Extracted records
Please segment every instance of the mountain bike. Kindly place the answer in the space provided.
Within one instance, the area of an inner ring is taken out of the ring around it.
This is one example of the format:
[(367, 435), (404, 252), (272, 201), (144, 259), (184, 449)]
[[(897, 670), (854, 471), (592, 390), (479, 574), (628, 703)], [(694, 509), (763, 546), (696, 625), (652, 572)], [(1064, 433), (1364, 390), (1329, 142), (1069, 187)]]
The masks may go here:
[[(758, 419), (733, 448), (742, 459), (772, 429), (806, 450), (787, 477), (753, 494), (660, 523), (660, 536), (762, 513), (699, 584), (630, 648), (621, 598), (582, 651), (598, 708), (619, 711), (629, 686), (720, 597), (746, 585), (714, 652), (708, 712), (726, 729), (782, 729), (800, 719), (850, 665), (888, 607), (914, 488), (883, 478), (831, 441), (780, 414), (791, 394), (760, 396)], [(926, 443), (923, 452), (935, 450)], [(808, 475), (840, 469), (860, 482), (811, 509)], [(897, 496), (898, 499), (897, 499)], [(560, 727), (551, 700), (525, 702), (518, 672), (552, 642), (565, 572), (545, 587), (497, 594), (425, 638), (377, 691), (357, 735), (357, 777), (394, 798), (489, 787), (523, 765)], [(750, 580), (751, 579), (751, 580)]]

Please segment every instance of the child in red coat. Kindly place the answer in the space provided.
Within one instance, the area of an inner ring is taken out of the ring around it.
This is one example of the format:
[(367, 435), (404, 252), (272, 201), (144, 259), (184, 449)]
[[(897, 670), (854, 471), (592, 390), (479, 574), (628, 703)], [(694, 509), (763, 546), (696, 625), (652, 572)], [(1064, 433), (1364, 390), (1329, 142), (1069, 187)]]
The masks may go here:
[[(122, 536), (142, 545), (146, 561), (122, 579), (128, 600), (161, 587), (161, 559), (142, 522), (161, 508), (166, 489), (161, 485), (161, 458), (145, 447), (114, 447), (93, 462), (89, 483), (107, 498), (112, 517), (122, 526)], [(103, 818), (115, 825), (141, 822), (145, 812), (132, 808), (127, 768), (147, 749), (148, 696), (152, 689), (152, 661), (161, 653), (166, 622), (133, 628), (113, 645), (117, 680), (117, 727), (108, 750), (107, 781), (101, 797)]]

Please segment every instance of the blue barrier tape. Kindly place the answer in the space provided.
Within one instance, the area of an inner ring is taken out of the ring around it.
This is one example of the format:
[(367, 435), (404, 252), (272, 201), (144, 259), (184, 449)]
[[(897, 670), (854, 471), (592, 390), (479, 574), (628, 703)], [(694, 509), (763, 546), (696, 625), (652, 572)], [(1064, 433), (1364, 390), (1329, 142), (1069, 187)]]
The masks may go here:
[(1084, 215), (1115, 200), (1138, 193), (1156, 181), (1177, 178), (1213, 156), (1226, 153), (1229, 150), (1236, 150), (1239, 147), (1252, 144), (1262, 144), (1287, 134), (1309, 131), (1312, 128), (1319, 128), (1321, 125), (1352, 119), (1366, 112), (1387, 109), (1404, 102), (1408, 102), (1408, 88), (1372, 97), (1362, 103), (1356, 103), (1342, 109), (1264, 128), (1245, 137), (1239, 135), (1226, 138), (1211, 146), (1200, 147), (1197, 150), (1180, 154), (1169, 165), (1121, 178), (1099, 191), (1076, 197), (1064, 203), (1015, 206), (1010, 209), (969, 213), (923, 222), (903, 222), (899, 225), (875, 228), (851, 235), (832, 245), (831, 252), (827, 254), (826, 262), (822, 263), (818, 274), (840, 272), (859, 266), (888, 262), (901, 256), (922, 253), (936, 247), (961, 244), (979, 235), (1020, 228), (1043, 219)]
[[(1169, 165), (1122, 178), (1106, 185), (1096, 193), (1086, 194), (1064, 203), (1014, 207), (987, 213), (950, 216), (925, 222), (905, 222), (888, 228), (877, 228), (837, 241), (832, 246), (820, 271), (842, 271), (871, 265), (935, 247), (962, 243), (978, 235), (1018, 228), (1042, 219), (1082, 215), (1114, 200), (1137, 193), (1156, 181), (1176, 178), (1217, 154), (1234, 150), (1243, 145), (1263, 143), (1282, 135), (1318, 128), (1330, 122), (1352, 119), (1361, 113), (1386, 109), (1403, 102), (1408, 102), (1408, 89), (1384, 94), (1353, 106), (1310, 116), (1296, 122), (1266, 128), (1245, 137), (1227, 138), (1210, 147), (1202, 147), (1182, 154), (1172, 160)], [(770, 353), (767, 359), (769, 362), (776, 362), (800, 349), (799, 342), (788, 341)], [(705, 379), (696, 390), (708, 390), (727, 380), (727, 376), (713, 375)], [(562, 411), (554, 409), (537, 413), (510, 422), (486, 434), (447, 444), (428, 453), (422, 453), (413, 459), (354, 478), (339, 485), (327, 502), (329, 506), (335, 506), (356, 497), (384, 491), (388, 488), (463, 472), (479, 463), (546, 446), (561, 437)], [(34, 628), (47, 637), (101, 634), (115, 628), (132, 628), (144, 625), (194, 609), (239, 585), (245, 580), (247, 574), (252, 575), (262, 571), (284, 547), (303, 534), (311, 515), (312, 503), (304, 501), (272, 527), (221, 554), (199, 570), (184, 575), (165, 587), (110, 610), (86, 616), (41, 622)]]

» **ACTION ITEM**:
Reproduce the records in full, exactly as written.

» **FINAL ANSWER**:
Please segment every instance of the mountain bike. Kindly place the answer in the space provided.
Within one instance, the area of an inner ring is taken out of the ring around it.
This is one example of the format:
[(367, 435), (404, 252), (272, 201), (144, 259), (184, 449)]
[[(897, 670), (854, 471), (592, 390), (479, 574), (628, 703)], [(694, 509), (763, 546), (696, 625), (652, 572)], [(1064, 433), (1364, 390), (1329, 142), (1069, 187)]]
The masks may go here:
[[(758, 419), (733, 448), (742, 459), (772, 429), (806, 450), (787, 477), (753, 494), (660, 523), (660, 536), (762, 513), (699, 584), (630, 648), (621, 598), (582, 651), (598, 708), (619, 711), (629, 686), (720, 597), (746, 585), (714, 652), (708, 712), (726, 729), (782, 729), (800, 719), (850, 665), (888, 607), (914, 488), (883, 478), (831, 441), (780, 414), (791, 394), (760, 396)], [(926, 443), (923, 452), (935, 450)], [(808, 475), (840, 469), (860, 482), (811, 509)], [(897, 496), (898, 499), (897, 499)], [(560, 727), (551, 700), (525, 702), (518, 672), (552, 642), (565, 572), (545, 587), (497, 594), (425, 638), (377, 691), (357, 735), (357, 777), (394, 798), (489, 787), (523, 765)], [(750, 580), (751, 579), (751, 580)]]

Please segment every instance of the child in red coat. Kindly place the answer in the space provided.
Within one instance, the area of an inner ring is taken out of the ring around it.
This is one example of the format:
[(367, 435), (404, 252), (272, 201), (144, 259), (184, 449)]
[[(897, 670), (854, 471), (592, 390), (479, 574), (628, 703)], [(694, 509), (763, 546), (696, 625), (652, 572)], [(1064, 433), (1364, 390), (1329, 142), (1069, 187)]]
The masks may go here:
[[(122, 536), (142, 545), (146, 561), (122, 579), (128, 600), (161, 587), (161, 559), (142, 522), (161, 508), (166, 489), (161, 485), (161, 458), (145, 447), (114, 447), (93, 462), (89, 483), (107, 498), (112, 517), (122, 526)], [(103, 818), (115, 825), (141, 822), (145, 812), (132, 808), (127, 768), (147, 749), (148, 696), (152, 689), (152, 661), (161, 653), (166, 622), (133, 628), (113, 645), (117, 680), (117, 727), (108, 750), (107, 781), (101, 797)]]

Please segment every instance of the blue barrier tape. Kindly place the answer in the space provided.
Within one instance, the area of an inner ring is taken out of the ring around it.
This is one example of the format:
[(367, 435), (404, 252), (272, 201), (144, 259), (184, 449)]
[[(897, 670), (854, 471), (592, 390), (479, 574), (628, 703)], [(694, 509), (763, 546), (696, 625), (652, 572)], [(1064, 433), (1364, 390), (1329, 142), (1069, 187)]]
The masks may go here:
[(1084, 215), (1115, 200), (1138, 193), (1156, 181), (1177, 178), (1213, 156), (1226, 153), (1229, 150), (1236, 150), (1239, 147), (1252, 144), (1262, 144), (1287, 134), (1309, 131), (1312, 128), (1319, 128), (1321, 125), (1352, 119), (1366, 112), (1387, 109), (1404, 102), (1408, 102), (1408, 88), (1372, 97), (1362, 103), (1356, 103), (1342, 109), (1264, 128), (1245, 137), (1239, 135), (1226, 138), (1211, 146), (1200, 147), (1197, 150), (1180, 154), (1169, 165), (1121, 178), (1099, 191), (1076, 197), (1064, 203), (1015, 206), (1010, 209), (969, 213), (923, 222), (903, 222), (899, 225), (875, 228), (851, 235), (832, 245), (831, 252), (827, 254), (826, 262), (822, 263), (818, 274), (840, 272), (859, 266), (888, 262), (901, 256), (922, 253), (936, 247), (961, 244), (979, 235), (1020, 228), (1043, 219)]
[[(1169, 165), (1122, 178), (1106, 185), (1096, 193), (1086, 194), (1064, 203), (1014, 207), (987, 213), (950, 216), (925, 222), (905, 222), (888, 228), (877, 228), (837, 241), (832, 246), (820, 271), (842, 271), (871, 265), (935, 247), (962, 243), (978, 235), (1018, 228), (1042, 219), (1082, 215), (1114, 200), (1137, 193), (1156, 181), (1176, 178), (1217, 154), (1234, 150), (1243, 145), (1263, 143), (1282, 135), (1318, 128), (1330, 122), (1352, 119), (1361, 113), (1386, 109), (1403, 102), (1408, 102), (1408, 89), (1384, 94), (1353, 106), (1310, 116), (1296, 122), (1266, 128), (1245, 137), (1227, 138), (1210, 147), (1202, 147), (1182, 154), (1172, 160)], [(770, 353), (767, 359), (769, 362), (776, 362), (800, 349), (799, 342), (788, 341)], [(705, 379), (696, 390), (708, 390), (727, 380), (727, 376), (713, 375)], [(562, 411), (554, 409), (537, 413), (510, 422), (486, 434), (447, 444), (428, 453), (422, 453), (413, 459), (354, 478), (339, 485), (327, 502), (329, 506), (335, 506), (356, 497), (384, 491), (388, 488), (463, 472), (479, 463), (546, 446), (561, 437)], [(34, 628), (47, 637), (101, 634), (115, 628), (132, 628), (144, 625), (194, 609), (239, 585), (245, 580), (247, 574), (252, 575), (262, 571), (284, 547), (303, 534), (311, 515), (312, 503), (304, 501), (272, 527), (221, 554), (199, 570), (184, 575), (165, 587), (110, 610), (86, 616), (41, 622)]]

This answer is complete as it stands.